Records supplied →
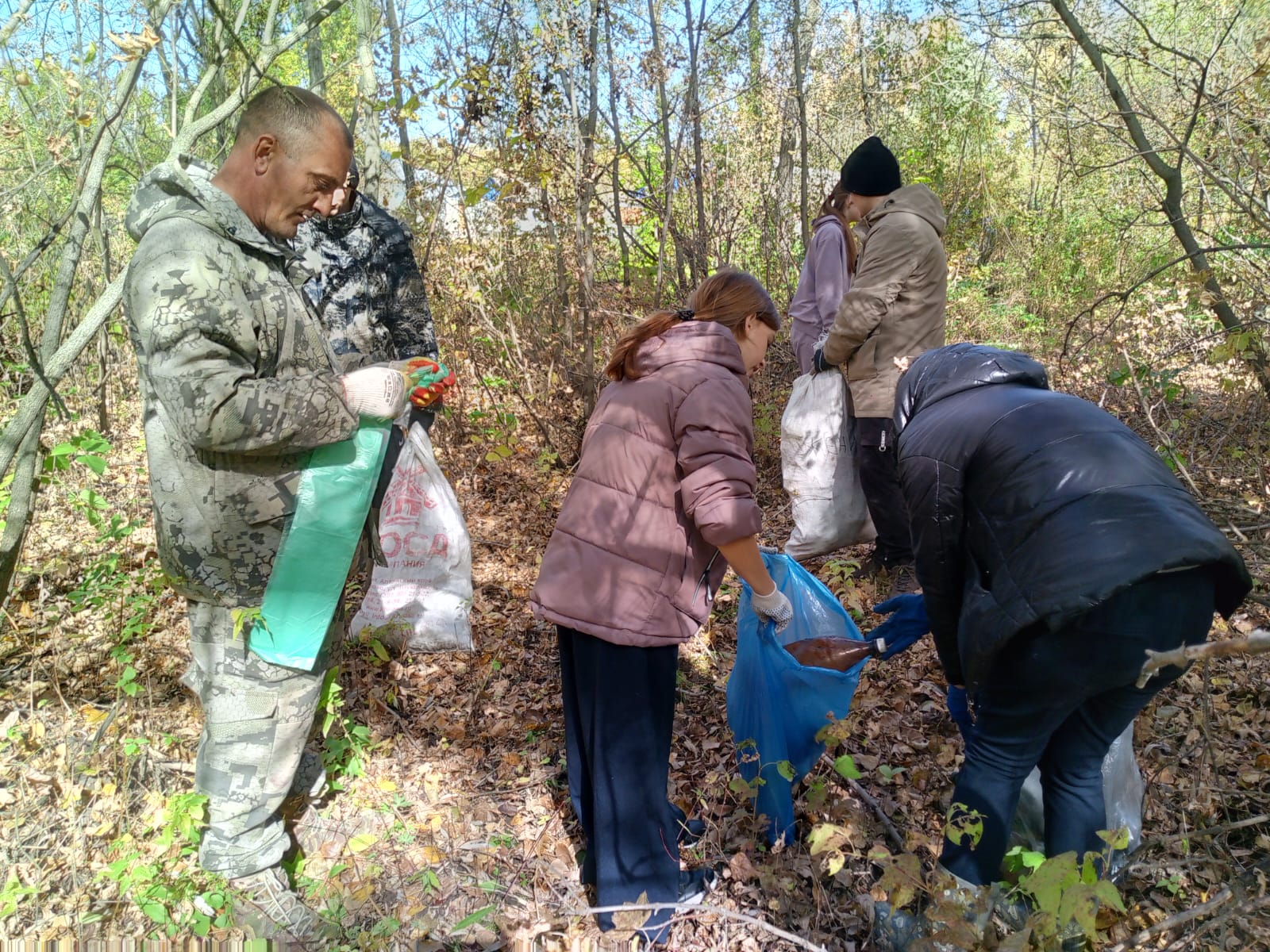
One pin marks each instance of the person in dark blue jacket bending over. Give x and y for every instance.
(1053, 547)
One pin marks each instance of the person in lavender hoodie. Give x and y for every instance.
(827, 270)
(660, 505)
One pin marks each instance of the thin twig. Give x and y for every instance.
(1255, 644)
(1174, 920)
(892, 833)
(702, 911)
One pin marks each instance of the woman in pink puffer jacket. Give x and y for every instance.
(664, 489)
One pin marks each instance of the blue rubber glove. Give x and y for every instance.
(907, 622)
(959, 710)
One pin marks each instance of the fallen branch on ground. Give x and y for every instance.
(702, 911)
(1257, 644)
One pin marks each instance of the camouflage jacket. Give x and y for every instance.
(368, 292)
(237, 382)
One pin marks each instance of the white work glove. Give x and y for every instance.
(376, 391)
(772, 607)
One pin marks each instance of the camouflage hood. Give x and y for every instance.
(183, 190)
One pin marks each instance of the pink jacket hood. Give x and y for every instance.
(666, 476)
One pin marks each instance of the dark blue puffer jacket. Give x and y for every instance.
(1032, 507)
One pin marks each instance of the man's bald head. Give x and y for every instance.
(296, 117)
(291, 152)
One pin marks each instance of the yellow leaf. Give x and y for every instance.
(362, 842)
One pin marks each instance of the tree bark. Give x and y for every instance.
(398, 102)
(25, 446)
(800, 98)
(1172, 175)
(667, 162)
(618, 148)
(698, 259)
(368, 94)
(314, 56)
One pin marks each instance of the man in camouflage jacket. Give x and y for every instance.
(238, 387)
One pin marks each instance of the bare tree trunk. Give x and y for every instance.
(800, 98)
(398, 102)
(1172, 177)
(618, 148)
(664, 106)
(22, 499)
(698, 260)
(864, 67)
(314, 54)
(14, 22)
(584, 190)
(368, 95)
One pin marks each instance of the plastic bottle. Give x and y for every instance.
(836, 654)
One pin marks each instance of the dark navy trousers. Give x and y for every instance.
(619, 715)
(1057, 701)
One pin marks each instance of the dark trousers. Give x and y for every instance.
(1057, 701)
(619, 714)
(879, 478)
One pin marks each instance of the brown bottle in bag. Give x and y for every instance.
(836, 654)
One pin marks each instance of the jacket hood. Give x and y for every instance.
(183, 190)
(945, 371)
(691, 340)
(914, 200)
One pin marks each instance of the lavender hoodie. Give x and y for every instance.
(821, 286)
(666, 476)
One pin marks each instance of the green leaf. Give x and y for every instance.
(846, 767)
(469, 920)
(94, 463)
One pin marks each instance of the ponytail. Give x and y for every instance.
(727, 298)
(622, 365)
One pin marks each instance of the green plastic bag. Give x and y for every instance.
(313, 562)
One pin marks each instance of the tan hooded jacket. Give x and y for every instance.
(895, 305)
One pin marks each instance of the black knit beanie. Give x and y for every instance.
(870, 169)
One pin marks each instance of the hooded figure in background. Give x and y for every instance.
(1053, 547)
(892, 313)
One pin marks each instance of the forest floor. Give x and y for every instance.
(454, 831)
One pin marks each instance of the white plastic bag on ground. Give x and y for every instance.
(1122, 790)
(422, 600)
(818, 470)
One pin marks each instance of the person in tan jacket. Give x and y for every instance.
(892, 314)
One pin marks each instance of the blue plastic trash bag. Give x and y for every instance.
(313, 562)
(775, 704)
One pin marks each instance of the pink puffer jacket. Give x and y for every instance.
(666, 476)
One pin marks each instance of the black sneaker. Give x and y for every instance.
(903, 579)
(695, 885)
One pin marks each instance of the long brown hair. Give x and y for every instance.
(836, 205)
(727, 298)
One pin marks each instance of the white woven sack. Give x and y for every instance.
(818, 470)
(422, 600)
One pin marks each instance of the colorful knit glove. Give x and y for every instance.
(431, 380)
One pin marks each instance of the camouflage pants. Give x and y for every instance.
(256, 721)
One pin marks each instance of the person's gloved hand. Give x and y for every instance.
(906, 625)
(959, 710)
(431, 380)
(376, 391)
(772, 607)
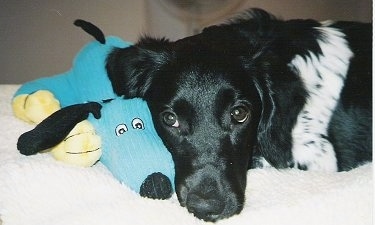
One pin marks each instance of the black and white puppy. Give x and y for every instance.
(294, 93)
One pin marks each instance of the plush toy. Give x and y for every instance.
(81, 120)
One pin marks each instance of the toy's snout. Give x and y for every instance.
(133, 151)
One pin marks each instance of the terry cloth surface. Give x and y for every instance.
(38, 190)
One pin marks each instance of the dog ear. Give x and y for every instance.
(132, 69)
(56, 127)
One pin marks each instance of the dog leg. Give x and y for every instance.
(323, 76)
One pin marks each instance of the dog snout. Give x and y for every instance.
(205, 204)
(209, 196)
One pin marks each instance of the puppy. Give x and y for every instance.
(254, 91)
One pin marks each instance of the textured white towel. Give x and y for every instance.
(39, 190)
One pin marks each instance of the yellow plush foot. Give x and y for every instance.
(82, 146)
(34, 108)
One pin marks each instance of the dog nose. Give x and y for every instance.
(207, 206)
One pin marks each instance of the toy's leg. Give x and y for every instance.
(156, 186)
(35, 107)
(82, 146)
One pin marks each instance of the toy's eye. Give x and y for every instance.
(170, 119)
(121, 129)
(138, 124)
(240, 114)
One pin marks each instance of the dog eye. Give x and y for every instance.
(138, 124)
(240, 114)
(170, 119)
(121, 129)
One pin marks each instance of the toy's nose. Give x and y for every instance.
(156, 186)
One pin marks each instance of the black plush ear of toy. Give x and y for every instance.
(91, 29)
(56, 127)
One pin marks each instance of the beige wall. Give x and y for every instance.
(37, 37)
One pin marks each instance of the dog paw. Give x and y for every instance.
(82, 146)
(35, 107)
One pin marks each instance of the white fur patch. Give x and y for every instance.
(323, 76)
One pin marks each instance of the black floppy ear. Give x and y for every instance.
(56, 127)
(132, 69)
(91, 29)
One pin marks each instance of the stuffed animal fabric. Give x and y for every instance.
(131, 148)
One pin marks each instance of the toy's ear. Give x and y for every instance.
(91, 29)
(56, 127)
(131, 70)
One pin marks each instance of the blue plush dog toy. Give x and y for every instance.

Problem →
Except for the pictures, copy every line of the records above exactly.

Complete answer →
One pin marks each instance of the person in dark blue jacket bending over. Give x and y for every instance.
(1053, 547)
One pin marks each instance of the person in lavender hoodie. Give x and y for every instance.
(827, 270)
(660, 505)
One pin marks each instance of the thin twig. Give x and y for every instance.
(1255, 644)
(1174, 920)
(892, 833)
(702, 911)
One pin marks each instance of the woman in pink puffer jacket. Give x and y for every instance.
(664, 489)
One pin marks each instance of the blue rubber glove. Give x and y for every instance.
(907, 622)
(959, 710)
One pin marks each instance of the fallen branch on ground. Give x and y for every instance.
(702, 911)
(1257, 644)
One pin marks each instance of the camouflage jacket. Give x and y for every instance.
(368, 292)
(237, 382)
One pin marks each instance of the white work glove. Give x and y for every instance.
(376, 391)
(772, 607)
One pin marks each instance of the camouflage hood. Give x and y for every instance.
(183, 190)
One pin marks each instance of the pink jacket hood. Give x and y for every instance.
(666, 476)
One pin marks each instance of the dark blue puffer jacket. Give x and y for every instance.
(1032, 507)
One pin marks each instance of the man's bald head. Give x and y for every instance.
(296, 117)
(291, 152)
One pin marks each instance of the yellow leaf. Give x and y for every instance.
(362, 842)
One pin marks each instance of the tree bark. Give x and y for every instance.
(398, 102)
(25, 446)
(800, 98)
(1172, 175)
(667, 162)
(618, 148)
(698, 259)
(368, 94)
(314, 56)
One pin marks each instance of the man in camouflage jacket. Give x and y for every instance.
(238, 387)
One pin marks each instance of the bare tree trunk. Give x and y for every instance.
(800, 98)
(398, 102)
(1172, 177)
(618, 148)
(664, 106)
(22, 499)
(698, 260)
(864, 67)
(314, 54)
(14, 22)
(584, 190)
(368, 95)
One pin marks each instance of the plastic bottle. Give x and y for every instance.
(836, 654)
One pin marks each instance of the dark navy trousers. Give x and y for every instance.
(619, 715)
(1057, 701)
One pin marks each instance of the dark trousers. Give x and y for every instance.
(1057, 701)
(619, 714)
(879, 478)
One pin marks each instance of the brown bottle in bag. Give x and y for every instance.
(836, 654)
One pin marks each instance of the jacket hood. Give x and y for every instance.
(183, 190)
(945, 371)
(691, 340)
(914, 200)
One pin marks each instance of the lavender hoodie. Give x and y for every instance.
(821, 286)
(666, 476)
One pin marks each instance of the green leaf. Give x and y for every instance.
(846, 767)
(469, 920)
(94, 463)
One pin marks each instance of the ponytail. Give x and y for every instance.
(727, 298)
(622, 365)
One pin marks each instance of the green plastic bag. Give x and y for every instance.
(313, 562)
One pin marks each instance of the tan hooded jacket. Give x and y for every instance.
(895, 305)
One pin marks each instance of the black knit beanie. Give x and y for every instance.
(870, 169)
One pin marks each instance of the hooded figure in background. Give x and y for every instance.
(1053, 547)
(892, 313)
One pin marks each instance of the forest floor. Give x and y for every instance.
(454, 831)
One pin marks each instance of the white plastic bag on ground. Give x and y for every instance.
(1122, 790)
(422, 600)
(818, 470)
One pin marks each instance of the person in tan jacket. Give x and y for every instance.
(892, 314)
One pin marks each instance of the blue plastic trash bag. Give x and y for every instance.
(313, 562)
(775, 704)
One pin marks each instance of the pink puffer jacket. Give x and y for every instance.
(666, 476)
One pin marks each instance of the black sneaker. Give x and y for every instance.
(903, 579)
(695, 885)
One pin marks each instance of the long brown hair. Give x and y for every instance.
(836, 205)
(727, 298)
One pin marks each instance of the white woven sack. Give x and y for every instance.
(818, 470)
(422, 600)
One pin marks each instance of the colorful knit glove. Give x and y for every instance.
(431, 380)
One pin marks each instance of the camouflage pants. Give x and y for every instance.
(256, 721)
One pin marks each instance of the person's gloved hand. Give x and y for every instance.
(906, 625)
(959, 710)
(431, 380)
(376, 391)
(772, 607)
One pin marks each instance of the black and white puppy. Give x and y for every instance.
(294, 93)
One pin marks each instance of the plush toy. Give x and y for every instance.
(81, 120)
One pin marks each instance of the toy's snout. Give x and y for every instance.
(133, 151)
One pin marks each instance of the terry cloth surface. Give x and y for every instance.
(38, 190)
One pin marks each instance of the dog ear. Give x and y for every instance.
(132, 69)
(56, 127)
One pin marks each instance of the dog leg. Give x and y for every instance.
(323, 76)
One pin marks each instance of the dog snout. Give x and y for every instance.
(205, 204)
(209, 196)
One pin marks each instance of the puppy. Give x and y for every instance.
(254, 91)
One pin marks each instance of the textured white towel. Give x and y for every instance.
(39, 190)
One pin marks each instance of the yellow plush foot. Give x and y for every instance.
(82, 146)
(34, 108)
One pin marks each instance of the dog nose. Give x and y for every instance.
(207, 206)
One pin marks each instance of the toy's leg. Give x and y for every instance.
(156, 186)
(35, 107)
(82, 146)
One pin marks each instance of the toy's eye. Give x and y for every instance.
(170, 119)
(121, 129)
(138, 124)
(240, 114)
One pin marks each instance of the dog eye. Give x and y for every instance.
(138, 124)
(240, 114)
(170, 119)
(121, 129)
One pin marks each instance of the toy's nose. Give x and y for every instance.
(156, 186)
One pin marks each instance of the black plush ear of toy. Give x and y for every instance.
(91, 29)
(56, 127)
One pin marks each instance of the beige wall. Give x and y for every instance.
(37, 37)
One pin marks each instance of the dog paw. Give x and y for every instance.
(82, 146)
(35, 107)
One pin marks each instance of the white fur patch. Give x and y for every instance.
(323, 76)
One pin marks each instance of the black floppy ear. Give x and y for every instance.
(56, 127)
(132, 69)
(91, 29)
One pin marks each instance of the stuffed animal fabric. Give x and y for every instance.
(131, 148)
One pin marks each instance of the toy's ear. Give x and y for every instance.
(91, 29)
(56, 127)
(131, 70)
One pin marks each instance of the blue plush dog toy. Give x and y for every instance.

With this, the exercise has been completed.